* Excerpt to read:
THUNDER BAY – The Thunder Bay District Health Unit has moved to a hockey-hub format at its vaccination clinic, a move that will allow them to vaccinate up to 1,200 people a day.
Dr. Janet DeMille, medical officer of health for the District of Thunder Bay, on Wednesday said instead of patients moving from station to station, health workers move from patient to patient.
It’s a much more efficient way of delivering vaccines to a greater number of people, DeMille said.
“It uses less of the nursing staff that we would to otherwise get through,” DeMille said. “If we were to try to do 1,200 individuals in a day it would take us a longer period of time and use more staff.”
The health unit released a video on Wednesday detailing the change to its mass immunization clinic. The hockey hub model is so-named because it was first used in southern Ontario arenas and the moniker stuck as it’s been adapted elsewhere.
“We’ve always been able to immunize a fair number of people in our older process, but this just allowed us to be more efficient and even just in terms of the use of our staff,” DeMille said.
This past week more than 10,000 vaccinations were given out in the District of Thunder Bay, the second time in three weeks the region has hit the five-figure threshold.
There’s still room to add to those weekly numbers, DeMille said.

(Lines from a data source)
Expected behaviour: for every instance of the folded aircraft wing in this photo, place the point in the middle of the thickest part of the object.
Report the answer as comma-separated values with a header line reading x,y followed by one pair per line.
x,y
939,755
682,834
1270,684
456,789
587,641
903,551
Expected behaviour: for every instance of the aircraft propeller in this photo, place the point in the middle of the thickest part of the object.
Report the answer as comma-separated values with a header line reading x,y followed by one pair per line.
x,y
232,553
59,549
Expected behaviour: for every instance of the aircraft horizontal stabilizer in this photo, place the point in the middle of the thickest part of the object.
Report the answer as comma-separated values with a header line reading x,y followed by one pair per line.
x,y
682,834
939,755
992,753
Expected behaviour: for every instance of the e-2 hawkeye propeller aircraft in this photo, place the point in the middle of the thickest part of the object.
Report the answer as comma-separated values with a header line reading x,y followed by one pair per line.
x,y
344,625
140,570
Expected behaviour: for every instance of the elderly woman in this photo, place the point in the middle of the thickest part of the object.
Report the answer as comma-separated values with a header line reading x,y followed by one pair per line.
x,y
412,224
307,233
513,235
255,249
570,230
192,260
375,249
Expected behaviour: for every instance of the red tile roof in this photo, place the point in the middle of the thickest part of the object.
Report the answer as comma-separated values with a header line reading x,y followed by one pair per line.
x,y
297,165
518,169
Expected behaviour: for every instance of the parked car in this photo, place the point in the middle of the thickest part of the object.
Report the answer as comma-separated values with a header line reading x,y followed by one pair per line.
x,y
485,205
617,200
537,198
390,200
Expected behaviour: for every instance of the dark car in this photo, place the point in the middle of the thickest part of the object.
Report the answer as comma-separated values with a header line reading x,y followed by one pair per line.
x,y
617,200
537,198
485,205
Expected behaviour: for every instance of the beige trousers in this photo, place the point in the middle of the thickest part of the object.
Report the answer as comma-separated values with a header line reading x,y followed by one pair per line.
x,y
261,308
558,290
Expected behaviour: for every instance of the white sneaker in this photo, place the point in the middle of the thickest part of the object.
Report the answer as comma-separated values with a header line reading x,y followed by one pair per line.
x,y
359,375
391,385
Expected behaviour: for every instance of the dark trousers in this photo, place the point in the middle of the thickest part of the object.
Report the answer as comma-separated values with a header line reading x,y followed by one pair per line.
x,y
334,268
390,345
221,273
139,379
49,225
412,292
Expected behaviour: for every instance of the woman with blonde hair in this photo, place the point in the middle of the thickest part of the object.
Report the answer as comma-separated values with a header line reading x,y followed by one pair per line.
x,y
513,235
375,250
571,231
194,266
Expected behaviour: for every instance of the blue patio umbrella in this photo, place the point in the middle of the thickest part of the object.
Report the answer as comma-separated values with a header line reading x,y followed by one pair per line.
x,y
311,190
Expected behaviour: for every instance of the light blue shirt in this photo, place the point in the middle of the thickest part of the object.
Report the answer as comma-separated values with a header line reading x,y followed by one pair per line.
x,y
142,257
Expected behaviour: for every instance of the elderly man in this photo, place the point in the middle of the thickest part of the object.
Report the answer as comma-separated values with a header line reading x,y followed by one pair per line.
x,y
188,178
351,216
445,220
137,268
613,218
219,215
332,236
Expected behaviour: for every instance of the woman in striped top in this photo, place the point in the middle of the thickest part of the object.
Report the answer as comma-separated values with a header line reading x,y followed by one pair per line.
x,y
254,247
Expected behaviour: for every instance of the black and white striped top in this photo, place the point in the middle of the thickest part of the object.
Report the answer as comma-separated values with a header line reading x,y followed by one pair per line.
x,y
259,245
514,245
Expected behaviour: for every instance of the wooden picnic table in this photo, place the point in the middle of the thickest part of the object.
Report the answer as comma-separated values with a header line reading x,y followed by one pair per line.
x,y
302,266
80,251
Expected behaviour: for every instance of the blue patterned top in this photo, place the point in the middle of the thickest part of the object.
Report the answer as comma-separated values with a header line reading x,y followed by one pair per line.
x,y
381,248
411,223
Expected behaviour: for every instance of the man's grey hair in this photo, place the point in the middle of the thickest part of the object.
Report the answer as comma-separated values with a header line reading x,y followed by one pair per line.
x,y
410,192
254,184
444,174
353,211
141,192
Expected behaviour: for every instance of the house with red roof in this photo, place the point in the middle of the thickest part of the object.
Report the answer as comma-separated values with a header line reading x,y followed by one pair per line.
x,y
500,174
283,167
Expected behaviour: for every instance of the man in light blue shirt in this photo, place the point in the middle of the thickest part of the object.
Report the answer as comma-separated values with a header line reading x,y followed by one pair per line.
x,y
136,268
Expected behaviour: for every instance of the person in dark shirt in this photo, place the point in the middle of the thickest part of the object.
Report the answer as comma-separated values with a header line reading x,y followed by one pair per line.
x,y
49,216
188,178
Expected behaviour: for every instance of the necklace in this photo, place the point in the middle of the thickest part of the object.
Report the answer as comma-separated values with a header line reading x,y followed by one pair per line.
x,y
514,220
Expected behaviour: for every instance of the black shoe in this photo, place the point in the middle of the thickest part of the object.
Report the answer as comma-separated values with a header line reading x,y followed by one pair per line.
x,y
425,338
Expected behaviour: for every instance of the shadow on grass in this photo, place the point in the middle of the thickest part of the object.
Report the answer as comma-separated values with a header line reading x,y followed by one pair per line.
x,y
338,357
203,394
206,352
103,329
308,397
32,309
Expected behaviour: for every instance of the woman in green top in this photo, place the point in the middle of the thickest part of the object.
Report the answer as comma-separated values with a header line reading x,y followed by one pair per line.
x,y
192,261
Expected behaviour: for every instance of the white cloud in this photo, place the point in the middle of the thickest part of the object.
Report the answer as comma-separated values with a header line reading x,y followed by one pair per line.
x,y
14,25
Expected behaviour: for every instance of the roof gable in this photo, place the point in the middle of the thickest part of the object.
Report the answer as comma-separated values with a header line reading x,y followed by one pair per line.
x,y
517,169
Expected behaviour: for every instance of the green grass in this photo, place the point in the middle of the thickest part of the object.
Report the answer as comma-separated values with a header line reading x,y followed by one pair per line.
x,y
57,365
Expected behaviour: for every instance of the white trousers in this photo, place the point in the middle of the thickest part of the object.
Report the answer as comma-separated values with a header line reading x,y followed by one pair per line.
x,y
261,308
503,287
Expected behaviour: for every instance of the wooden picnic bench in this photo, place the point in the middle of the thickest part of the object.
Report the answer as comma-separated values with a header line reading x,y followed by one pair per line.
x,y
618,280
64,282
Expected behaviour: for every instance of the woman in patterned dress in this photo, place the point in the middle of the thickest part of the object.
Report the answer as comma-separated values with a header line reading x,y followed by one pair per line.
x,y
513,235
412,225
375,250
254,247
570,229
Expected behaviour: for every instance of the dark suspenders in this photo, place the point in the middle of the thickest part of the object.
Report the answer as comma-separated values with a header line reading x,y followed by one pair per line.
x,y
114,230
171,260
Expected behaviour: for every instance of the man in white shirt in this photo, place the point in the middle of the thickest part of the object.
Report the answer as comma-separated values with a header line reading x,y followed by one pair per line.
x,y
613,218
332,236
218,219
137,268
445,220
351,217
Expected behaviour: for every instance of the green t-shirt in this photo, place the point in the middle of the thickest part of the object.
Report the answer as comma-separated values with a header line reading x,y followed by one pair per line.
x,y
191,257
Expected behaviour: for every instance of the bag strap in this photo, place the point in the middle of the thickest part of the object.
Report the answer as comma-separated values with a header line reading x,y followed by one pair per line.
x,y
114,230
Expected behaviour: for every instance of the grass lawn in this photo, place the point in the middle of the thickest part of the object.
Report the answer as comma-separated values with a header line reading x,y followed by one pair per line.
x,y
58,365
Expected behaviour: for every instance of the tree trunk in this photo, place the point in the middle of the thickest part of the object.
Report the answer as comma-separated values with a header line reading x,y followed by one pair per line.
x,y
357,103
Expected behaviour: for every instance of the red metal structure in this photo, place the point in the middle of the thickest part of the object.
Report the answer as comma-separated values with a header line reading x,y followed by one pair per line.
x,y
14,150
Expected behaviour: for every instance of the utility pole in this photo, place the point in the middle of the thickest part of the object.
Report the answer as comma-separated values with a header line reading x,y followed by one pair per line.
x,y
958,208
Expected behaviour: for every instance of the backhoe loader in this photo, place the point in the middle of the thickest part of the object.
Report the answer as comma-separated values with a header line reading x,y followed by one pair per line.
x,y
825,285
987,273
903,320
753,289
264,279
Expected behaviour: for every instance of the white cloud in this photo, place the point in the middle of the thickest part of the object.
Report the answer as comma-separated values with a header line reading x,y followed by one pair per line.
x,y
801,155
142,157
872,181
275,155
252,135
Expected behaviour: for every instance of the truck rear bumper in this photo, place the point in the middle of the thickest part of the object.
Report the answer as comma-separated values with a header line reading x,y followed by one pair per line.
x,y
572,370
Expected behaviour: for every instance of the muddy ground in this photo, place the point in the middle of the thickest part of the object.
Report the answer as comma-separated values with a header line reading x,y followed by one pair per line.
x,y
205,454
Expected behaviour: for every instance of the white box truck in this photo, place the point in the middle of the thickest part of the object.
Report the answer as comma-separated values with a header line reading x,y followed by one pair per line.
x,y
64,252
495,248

* Task 1:
Answer these questions from the vaccine clinic article:
(a) Up to how many people a day does the new format allow the clinic to vaccinate?
(b) Where was the hockey hub model first used?
(c) How many vaccinations were given out in the District of Thunder Bay this past week?
* Task 2: List every geographic place named in the vaccine clinic article, one per line, giving each form once.
Answer from the vaccine clinic article alone.

* Response 1:
(a) Up to 1,200 people a day.
(b) In southern Ontario arenas.
(c) More than 10,000.

* Response 2:
Thunder Bay
District of Thunder Bay
southern Ontario